Emanuel v. Marsh

McMILLIAN, Circuit Judge.

Alston A. Emanuel and Leon Paige appeal from a final judgment entered in the District Court1 for the Eastern District of Missouri in favor of John O. Marsh, Jr., Secretary of the Army (Army) in an action brought under 42 U.S.C. § 2000e (Title VII). Emanuel v. Marsh, 628 F.Supp. 564 (E.D.Mo.1986) (1986 Memorandum and Order). Emanuel alleged that he and other black male civilian employees at the United States Army Troop Support and Aviation Materiel Readiness Command (TSARCOM) were denied promotions or deterred from applying for promotions because of racial discrimination. During the pendency of the lawsuit, Paige was substituted as class representative with the permission of the district court. Paige appeals from the district court’s order denying class certification. Emanuel v. Marsh, No. 85-55C(5) (E.D.Mo. Jan. 9, 1985) (Certification Memorandum and Order).

For reversal, Emanuel argues -that (1) the Army is estopped from litigating the issue of his qualifications relative to those of John Snyder, (2) the district court erred in refusing to apply a disparate impact analysis to his Title VII claim, and (3) the district court’s findings are clearly erroneous. Paige argues that the district court abused its discretion in denying class certification. For the reasons discussed below, we affirm the judgment of the district court.

Background

Emanuel, a black male, was a civilian employee of the Department of the Army, employed as a packaging specialist at TSARCOM in St. Louis, Missouri. In 1975 he sought promotion to the position of Senior Staff Packaging Specialist at a GS-12 grade. The Army initially awarded the position to Snyder, a white male, who was also a packaging specialist. Emanuel subsequently filed a complaint of racial discrimination with the United States Army Civilian Appellate Review Agency (USA-CARA), an independent agency with the responsibility for investigating civilian employees’ complaints of employment discrimination by the Army. USACARA investigated and concluded that Mervin Edwards, Emanuel’s supervisor, and John Greenwell, Edwards’s supervisor, had discriminated against Emanuel because of his race in denying the promotion. The Army accepted USACARA’s recommendation and awarded Emanuel a retroactive promotion with backpay. Emanuel continued to be supervised by Edwards after the promotion. Snyder retained his promotion and was transferred to another Army command in the St. Louis area where he continued to work in the packaging area.

Both Snyder and Emanuel did well in their careers after 1975. Emanuel completed several job-related training courses. He also received a certificate of achievement on February 20, 1976, for saving the federal government $3,265,000, and another certificate of achievement on January 4, 1977, for saving the government $18,500. Certificates of achievement are considered relatively minor awards.

In 1978 Snyder received a Sustained Superior Performance Award, which is considered a significant and prestigious award. He was nominated for the award by Edwards who had been, but was not then, his supervisor. Greenwell, Edwards’s supervisor, approved the award.

*440In April 1980, Edwards, then Chief of the Packaging Branch, Distribution and Transportation Division, retired. After Edwards retired, Emanuel was temporarily assigned for 30 days to the GS-13 position.

◆ **Study material**:

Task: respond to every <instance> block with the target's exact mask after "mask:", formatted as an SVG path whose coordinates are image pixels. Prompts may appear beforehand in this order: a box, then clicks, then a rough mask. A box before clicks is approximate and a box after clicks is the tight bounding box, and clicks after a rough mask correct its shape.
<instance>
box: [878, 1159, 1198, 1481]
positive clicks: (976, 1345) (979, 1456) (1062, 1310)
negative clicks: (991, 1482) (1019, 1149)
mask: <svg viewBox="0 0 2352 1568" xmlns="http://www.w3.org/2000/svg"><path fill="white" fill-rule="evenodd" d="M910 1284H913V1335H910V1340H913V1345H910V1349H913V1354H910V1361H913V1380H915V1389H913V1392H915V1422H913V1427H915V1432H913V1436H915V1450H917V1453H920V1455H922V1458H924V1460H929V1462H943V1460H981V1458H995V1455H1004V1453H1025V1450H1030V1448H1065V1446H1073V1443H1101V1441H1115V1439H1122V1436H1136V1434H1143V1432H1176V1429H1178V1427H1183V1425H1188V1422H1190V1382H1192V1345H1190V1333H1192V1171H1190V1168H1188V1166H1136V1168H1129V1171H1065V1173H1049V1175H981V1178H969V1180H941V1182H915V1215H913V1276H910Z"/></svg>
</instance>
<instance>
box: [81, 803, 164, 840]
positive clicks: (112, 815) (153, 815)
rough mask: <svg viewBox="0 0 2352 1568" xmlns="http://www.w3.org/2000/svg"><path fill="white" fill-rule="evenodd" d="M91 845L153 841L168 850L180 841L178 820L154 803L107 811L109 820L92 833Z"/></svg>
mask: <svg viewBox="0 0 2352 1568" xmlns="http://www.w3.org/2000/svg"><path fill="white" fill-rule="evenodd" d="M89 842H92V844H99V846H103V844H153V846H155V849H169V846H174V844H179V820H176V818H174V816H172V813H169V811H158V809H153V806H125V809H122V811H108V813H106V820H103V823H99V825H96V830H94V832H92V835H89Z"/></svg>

◆ **Task objective**: In the Emanuel v. Marsh opinion, why did the Army give Emanuel a retroactive promotion with backpay? Answer in one to three sentences.

◆ **Solved exercise**: USACARA investigated Emanuel's complaint and concluded that his supervisor, Mervin Edwards, and Edwards's supervisor, John Greenwell, had denied him the 1975 GS-12 promotion because of his race. The Army accepted USACARA's recommendation and gave Emanuel the promotion retroactively with backpay.